=== Try it ===
All entries below are to be set down again exactly as given.

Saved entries
::::

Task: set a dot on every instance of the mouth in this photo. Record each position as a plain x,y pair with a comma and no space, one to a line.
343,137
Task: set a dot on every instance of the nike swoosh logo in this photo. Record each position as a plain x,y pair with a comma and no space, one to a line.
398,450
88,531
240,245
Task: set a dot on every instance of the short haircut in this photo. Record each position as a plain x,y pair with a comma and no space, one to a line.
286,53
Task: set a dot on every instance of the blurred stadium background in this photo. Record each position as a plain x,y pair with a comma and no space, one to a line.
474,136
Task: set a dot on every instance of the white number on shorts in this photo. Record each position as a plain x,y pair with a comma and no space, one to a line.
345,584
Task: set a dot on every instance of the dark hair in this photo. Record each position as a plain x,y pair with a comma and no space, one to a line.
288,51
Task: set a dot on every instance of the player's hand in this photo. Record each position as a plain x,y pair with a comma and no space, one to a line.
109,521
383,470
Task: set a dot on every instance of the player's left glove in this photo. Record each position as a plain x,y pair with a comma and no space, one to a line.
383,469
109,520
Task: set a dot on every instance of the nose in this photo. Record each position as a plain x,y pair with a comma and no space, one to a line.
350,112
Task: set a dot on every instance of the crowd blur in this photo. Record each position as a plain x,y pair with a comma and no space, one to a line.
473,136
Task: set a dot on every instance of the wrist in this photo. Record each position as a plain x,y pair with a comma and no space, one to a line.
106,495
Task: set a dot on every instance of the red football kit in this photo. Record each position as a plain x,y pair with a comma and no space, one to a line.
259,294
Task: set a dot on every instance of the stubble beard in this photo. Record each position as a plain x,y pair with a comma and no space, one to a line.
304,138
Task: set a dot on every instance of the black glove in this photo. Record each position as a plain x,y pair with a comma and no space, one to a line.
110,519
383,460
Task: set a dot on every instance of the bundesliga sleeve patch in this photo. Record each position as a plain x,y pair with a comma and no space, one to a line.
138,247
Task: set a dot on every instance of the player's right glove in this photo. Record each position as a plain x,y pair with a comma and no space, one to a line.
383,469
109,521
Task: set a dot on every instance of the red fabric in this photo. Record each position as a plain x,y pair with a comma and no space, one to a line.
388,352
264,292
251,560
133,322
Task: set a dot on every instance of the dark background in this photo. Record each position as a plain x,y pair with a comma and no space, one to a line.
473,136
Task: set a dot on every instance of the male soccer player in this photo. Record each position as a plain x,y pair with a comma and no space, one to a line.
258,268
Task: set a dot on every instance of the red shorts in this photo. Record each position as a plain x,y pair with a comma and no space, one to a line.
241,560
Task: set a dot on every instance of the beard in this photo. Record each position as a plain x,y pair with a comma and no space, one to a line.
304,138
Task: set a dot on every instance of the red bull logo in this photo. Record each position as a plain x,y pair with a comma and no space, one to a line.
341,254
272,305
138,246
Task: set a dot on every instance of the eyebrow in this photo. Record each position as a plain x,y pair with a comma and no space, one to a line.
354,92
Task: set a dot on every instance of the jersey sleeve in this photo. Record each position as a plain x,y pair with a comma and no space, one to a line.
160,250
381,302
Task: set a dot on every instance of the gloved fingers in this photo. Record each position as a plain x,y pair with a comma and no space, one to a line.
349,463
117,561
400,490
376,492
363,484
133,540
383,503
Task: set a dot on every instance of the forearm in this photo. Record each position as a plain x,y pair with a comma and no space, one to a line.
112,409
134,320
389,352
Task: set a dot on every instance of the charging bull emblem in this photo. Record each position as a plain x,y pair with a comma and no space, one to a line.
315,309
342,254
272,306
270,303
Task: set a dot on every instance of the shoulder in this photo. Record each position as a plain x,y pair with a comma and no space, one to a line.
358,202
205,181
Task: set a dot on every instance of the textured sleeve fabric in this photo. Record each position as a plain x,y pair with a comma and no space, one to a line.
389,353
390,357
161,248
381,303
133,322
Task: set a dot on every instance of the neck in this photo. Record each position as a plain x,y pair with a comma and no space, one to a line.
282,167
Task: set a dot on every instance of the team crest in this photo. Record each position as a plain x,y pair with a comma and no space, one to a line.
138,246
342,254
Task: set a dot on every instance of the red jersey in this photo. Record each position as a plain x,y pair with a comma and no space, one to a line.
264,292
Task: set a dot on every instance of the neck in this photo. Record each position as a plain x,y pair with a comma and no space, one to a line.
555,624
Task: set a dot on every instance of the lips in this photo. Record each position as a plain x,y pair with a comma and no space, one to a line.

::::

=== Response to the exercise ===
Task: set a dot on every instance of the mouth in this photo. Record each position as a plain x,y pair with a comma and no space, one to a line.
343,137
Task: set a dot on every instance of the nike swoosh logo in this photo. Record each position as a plain x,y pair with a comma and no space, one to a line.
398,450
88,531
240,245
Task: set a dot on every instance of the short haircut in this photo. Record each position as a plain x,y pair with a comma and no space, one to a line.
286,53
Task: set a dot on every instance of the blurred stadium background in this photo. Record each position as a plain x,y pair with a comma and no space, one to a line.
474,136
Task: set a dot on every instance of the white number on shorts in this photo. Record each position as a plain x,y pair with a comma and no space, one to a line.
345,584
Task: set a dot on every instance of the dark hair in this photo. Record each position as a plain x,y pair with a comma and no space, one to a line.
288,51
Task: set a dot on every instance of the player's hand in this photo. Record each position as a plain x,y pair with a comma and no space, one to a line.
109,521
383,470
Task: set a dot on every instance of the player's left glove in this photo. Record each position as a plain x,y pair with a comma and no space, one to a line.
383,469
109,520
Task: set a dot on every instance of the nose in this photo. Record each position as a plain x,y pair with a comma and no space, one to a line.
350,112
Task: set a dot on every instance of the crowd blur in this photo. Record each position as a plain x,y pair with a comma and no space, one to a line.
473,136
Task: set a dot on every instance of the wrist in this photo. Record each position as a plain x,y pair with a comma and no space, one to a line.
106,495
Task: set a dot on every instance of the red football kit in this photo. Record each position as a plain x,y pair with a comma and no space, one to a line.
259,294
Task: set a dot on every instance of the stubble beard in this photo. Record each position as a plain x,y pair with a comma and no space, one to a line.
304,138
Task: set a dot on every instance of the black glove in this photo. Record each position as a plain x,y pair with a comma and no space, one to a line.
110,519
383,460
Task: set a dot on every instance of the bundesliga sleeve patch in this photo. Record each position as a plain x,y pair with a comma and no space, one to a line.
138,247
Task: set a dot on every instance of the player's right glove in this photo. Record each position as a plain x,y pair with a comma and no space, one to a line.
383,469
109,521
Task: set a dot on every instance of the red fabric in this photo. Record each position as a plain x,y pair with a comma and no space, one to a line.
388,352
264,292
251,560
133,322
Task: set a dot on every instance of the dark background in this photo. Record each position as a plain x,y pair with a comma and no space, one to a line.
473,136
Task: set a dot on every instance of the male soccer player in this photo. Record each position as a plain x,y pair with a comma and no space, one to a line.
258,268
Task: set a dot on every instance of the red shorts in this photo. Record each position as a plain x,y pair with a comma and no space, one to a line.
241,560
Task: set a dot on every instance of the beard in this photo. Record each position as a plain x,y pair with a comma and no space, one to a line.
304,138
Task: set a dot on every instance of the red bull logo in this photo. Record each position as a plain x,y pair with a comma and no space, one to a line.
341,254
272,305
138,246
Task: set a dot on every instance of the eyebrow in this photo. Record each position as a plain x,y pair with a comma and no space, one to a line.
354,92
Task: set a dot on every instance of the jersey sleeve in this photo. Record each position as a plain x,y pair with a comma and no space, one to a line.
160,250
381,302
Task: set a dot on every instance of the gloved fingers in this photo. Record each position as a plain x,y pair with a comma and no space, one to a line.
349,463
117,561
400,490
376,492
363,484
133,540
383,503
Task: set a dot on every instance of the forearm in this photo. Record each position as a plain x,y pair with a comma and no space, one to a line.
112,409
134,320
389,352
Task: set a dot on every instance of the charging bull emblem in this photo. Record each position as a plain x,y pair with a comma and no space, one to a line.
315,309
342,254
272,306
270,303
Task: set a dot on every instance of the shoulder in this photo. Record each position as a plain x,y pair with a comma and no space, one to a line.
358,202
205,181
Task: set a dot on every instance of the textured sleeve fabric in this photo. Record each position as a plain x,y pair with a comma and no space, one to a line.
389,353
390,357
161,248
381,303
133,322
Task: set a dot on every instance of the neck in this photo. Record each position as a plain x,y pair with a comma and no space, one to a line.
282,167
Task: set a dot on every instance of the team crest in this photo. Record each position as a plain x,y pair with a comma and no space, one to a line.
138,246
342,254
Task: set a dot on every instance of the red jersey in this photo. Record each position as a plain x,y pair with a comma and no space, one to a line.
264,292
Task: set a dot on every instance of the neck in this photo. Record each position as a plain x,y pair with a comma and no space, one to a line.
555,624
Task: set a dot on every instance of the lips in this photo. Record each position as a plain x,y pair with a comma and no space, one to a line.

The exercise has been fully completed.